## What you have to do
Reproduce, word for word, the stretch of the text on the Viking silver treasures below from "In the autumn, members" through "not far away.".

In the autumn, members of Nordjysk Detektorforening found a number of silver coins in a field at Bramslev northeast of Hobro - approx. eight kilometers from the Viking castle Fyrkat. The coins turned came from two Viking treasures buried a few meters apart. The treasures can, on the basis of coins minted under Harald Blåtand (Bluetooth), be dated to the 980s - the same period when he built the Fyrkat fort, not far away.
The two treasures were found in the same field, less than 50 meters apart, and they both contain a large number of small silver coins and cut-up silver jewelry, which probably served as a means of payment by weight. Altogether, the two treasures include up to 300 pieces of silver, of which approximately 50 are whole coins.
In addition to the coins, the treasures contain two other particularly interesting pieces of silver. They weigh approx. 70 grams, and they obviously come from the same piece of jewelry. These are two ornately braided decorated balls on a small piece of cut silver rod, which was originally part of an unusually large ring pin.

## Source information

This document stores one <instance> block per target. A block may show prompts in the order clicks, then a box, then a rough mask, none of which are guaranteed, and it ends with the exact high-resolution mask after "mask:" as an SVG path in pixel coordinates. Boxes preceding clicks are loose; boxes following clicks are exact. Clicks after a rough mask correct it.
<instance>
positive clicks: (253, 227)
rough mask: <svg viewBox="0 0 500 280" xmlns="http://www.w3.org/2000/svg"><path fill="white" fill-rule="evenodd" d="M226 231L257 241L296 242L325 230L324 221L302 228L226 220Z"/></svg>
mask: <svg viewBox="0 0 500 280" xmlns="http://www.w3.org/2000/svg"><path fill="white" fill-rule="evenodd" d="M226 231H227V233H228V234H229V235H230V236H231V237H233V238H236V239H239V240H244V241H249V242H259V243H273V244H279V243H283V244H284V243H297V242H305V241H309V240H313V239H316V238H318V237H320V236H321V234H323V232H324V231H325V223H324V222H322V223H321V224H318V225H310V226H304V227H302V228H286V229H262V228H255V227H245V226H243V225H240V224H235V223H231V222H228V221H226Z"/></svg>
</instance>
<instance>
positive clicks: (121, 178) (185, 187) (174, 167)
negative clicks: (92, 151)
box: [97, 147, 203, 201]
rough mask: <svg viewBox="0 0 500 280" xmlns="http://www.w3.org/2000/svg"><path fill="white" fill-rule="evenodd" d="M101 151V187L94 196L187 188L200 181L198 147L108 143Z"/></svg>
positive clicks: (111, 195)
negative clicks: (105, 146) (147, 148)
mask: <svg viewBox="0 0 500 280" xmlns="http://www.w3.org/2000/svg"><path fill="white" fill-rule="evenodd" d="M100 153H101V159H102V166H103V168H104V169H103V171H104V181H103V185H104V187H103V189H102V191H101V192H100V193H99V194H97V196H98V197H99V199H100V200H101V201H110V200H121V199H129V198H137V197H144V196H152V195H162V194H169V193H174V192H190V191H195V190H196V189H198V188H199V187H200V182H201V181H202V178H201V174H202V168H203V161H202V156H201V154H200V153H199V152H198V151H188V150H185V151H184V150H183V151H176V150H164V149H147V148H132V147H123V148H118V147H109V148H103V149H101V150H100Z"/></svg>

## Exercise output
In the autumn, members of Nordjysk Detektorforening found a number of silver coins in a field at Bramslev northeast of Hobro - approx. eight kilometers from the Viking castle Fyrkat. The coins turned came from two Viking treasures buried a few meters apart. The treasures can, on the basis of coins minted under Harald Blåtand (Bluetooth), be dated to the 980s - the same period when he built the Fyrkat fort, not far away.